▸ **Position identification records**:

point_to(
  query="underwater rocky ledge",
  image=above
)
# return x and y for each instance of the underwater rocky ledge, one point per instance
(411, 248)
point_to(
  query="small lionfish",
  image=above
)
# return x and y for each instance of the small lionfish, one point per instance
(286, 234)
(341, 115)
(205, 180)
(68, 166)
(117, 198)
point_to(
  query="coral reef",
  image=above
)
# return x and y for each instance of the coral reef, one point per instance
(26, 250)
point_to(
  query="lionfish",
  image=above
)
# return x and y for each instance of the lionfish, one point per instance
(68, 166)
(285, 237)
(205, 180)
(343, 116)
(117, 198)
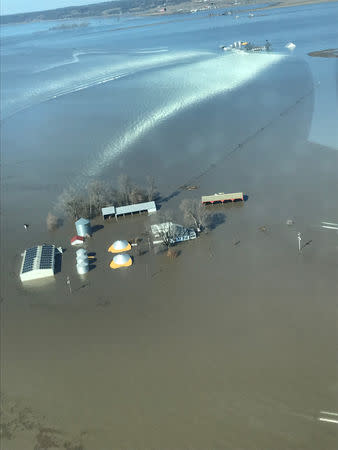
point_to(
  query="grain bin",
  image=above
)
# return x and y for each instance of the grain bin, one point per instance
(82, 268)
(83, 227)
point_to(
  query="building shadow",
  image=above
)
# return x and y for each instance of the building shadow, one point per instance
(215, 220)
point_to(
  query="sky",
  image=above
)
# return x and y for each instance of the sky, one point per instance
(18, 6)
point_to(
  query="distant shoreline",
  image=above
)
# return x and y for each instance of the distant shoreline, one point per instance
(186, 7)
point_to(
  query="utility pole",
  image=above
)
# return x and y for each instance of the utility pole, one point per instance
(299, 237)
(69, 285)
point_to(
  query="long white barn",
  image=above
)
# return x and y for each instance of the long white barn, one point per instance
(136, 208)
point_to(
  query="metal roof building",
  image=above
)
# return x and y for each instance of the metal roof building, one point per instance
(108, 211)
(38, 262)
(176, 232)
(149, 207)
(222, 198)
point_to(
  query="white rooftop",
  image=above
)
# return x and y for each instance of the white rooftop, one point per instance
(108, 211)
(137, 207)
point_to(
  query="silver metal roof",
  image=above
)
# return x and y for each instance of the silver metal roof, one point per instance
(82, 221)
(38, 262)
(137, 207)
(108, 211)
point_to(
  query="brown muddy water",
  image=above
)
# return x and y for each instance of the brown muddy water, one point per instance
(230, 346)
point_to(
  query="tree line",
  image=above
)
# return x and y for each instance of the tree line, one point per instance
(75, 204)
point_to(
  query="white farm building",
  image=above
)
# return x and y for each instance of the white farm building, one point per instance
(175, 232)
(38, 262)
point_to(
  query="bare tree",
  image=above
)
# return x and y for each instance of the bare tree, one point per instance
(53, 222)
(195, 213)
(151, 188)
(137, 195)
(167, 231)
(73, 205)
(125, 188)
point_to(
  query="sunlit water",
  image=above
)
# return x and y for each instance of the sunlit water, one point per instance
(233, 346)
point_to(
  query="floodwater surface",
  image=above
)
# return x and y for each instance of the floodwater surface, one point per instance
(232, 345)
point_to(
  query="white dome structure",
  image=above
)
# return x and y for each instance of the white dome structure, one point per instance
(119, 246)
(81, 251)
(82, 259)
(123, 260)
(82, 268)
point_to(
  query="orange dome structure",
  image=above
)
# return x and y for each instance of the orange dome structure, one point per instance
(121, 261)
(119, 246)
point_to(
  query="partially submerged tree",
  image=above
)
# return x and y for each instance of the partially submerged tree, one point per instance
(166, 230)
(195, 213)
(97, 197)
(73, 205)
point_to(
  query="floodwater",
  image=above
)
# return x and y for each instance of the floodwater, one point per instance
(233, 344)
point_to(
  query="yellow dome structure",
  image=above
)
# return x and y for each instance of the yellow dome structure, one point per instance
(121, 261)
(119, 246)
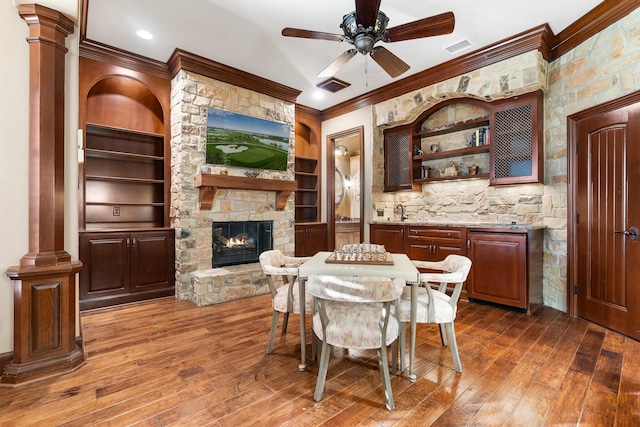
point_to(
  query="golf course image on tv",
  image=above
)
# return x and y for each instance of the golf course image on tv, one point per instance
(237, 140)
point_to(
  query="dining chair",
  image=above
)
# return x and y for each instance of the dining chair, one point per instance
(435, 305)
(356, 313)
(285, 297)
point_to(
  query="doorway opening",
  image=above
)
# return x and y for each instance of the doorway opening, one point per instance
(345, 187)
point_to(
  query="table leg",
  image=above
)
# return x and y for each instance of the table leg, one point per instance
(412, 339)
(303, 328)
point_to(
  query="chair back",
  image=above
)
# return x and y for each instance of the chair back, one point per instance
(273, 263)
(355, 289)
(455, 269)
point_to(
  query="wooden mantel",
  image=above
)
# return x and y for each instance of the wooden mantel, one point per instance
(209, 184)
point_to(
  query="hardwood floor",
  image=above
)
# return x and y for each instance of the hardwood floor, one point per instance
(167, 362)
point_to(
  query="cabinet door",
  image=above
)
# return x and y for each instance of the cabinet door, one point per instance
(391, 236)
(499, 270)
(516, 141)
(398, 159)
(434, 244)
(316, 239)
(152, 260)
(310, 239)
(105, 259)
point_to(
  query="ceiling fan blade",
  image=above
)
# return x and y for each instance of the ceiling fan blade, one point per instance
(308, 34)
(433, 26)
(393, 65)
(367, 12)
(339, 62)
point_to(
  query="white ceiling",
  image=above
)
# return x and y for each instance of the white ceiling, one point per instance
(245, 34)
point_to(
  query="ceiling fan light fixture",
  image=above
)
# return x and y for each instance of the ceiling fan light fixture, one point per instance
(364, 43)
(364, 38)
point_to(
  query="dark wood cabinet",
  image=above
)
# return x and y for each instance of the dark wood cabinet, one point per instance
(426, 243)
(307, 194)
(311, 238)
(507, 267)
(126, 266)
(397, 159)
(126, 246)
(502, 140)
(517, 141)
(124, 178)
(307, 165)
(389, 235)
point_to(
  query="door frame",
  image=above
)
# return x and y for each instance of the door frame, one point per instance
(330, 181)
(572, 181)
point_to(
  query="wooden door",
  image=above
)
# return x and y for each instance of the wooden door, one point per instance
(607, 219)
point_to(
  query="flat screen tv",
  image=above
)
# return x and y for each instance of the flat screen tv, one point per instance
(237, 140)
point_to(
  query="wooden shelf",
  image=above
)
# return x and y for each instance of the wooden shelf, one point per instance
(453, 153)
(452, 178)
(124, 180)
(455, 127)
(209, 184)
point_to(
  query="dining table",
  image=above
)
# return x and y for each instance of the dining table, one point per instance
(398, 266)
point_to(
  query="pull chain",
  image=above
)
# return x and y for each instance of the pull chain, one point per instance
(366, 73)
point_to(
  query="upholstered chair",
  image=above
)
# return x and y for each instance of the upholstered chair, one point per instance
(435, 304)
(281, 272)
(356, 313)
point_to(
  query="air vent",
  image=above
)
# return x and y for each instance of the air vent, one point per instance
(458, 47)
(333, 85)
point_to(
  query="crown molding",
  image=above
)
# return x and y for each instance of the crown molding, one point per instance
(600, 17)
(312, 113)
(104, 53)
(538, 38)
(182, 60)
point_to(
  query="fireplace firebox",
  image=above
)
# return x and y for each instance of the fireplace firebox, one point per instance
(240, 242)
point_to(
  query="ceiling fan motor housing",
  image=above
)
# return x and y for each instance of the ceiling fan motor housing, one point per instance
(364, 38)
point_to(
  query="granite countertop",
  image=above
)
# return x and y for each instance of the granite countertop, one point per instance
(463, 224)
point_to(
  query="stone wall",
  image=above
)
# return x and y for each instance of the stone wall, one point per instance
(191, 96)
(465, 200)
(603, 68)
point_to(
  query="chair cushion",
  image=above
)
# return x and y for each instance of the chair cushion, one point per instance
(355, 325)
(443, 310)
(355, 289)
(280, 300)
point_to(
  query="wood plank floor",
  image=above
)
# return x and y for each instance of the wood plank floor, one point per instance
(166, 362)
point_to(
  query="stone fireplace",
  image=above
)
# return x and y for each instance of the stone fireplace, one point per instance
(196, 207)
(240, 242)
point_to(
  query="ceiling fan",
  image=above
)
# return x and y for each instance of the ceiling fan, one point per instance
(367, 25)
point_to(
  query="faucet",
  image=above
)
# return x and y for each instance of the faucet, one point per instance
(402, 216)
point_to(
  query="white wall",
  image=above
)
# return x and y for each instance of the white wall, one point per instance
(361, 117)
(14, 148)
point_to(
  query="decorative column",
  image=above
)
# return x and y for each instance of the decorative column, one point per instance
(45, 281)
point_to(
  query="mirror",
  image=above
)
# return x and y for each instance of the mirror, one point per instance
(339, 186)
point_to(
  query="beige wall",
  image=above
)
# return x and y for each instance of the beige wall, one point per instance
(14, 148)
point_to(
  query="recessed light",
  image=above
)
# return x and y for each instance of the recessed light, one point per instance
(144, 34)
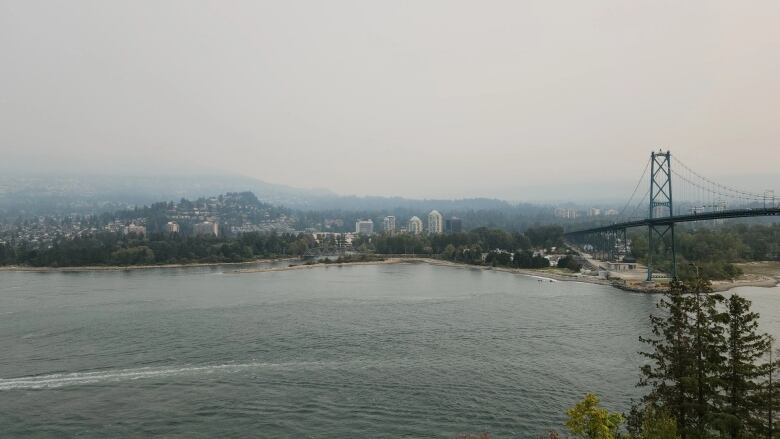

▸ **INSTRUCTION**: Count how many lines of the items above contain the string "dark". Reply with the number alone.

▸ **RESULT BELOW**: 2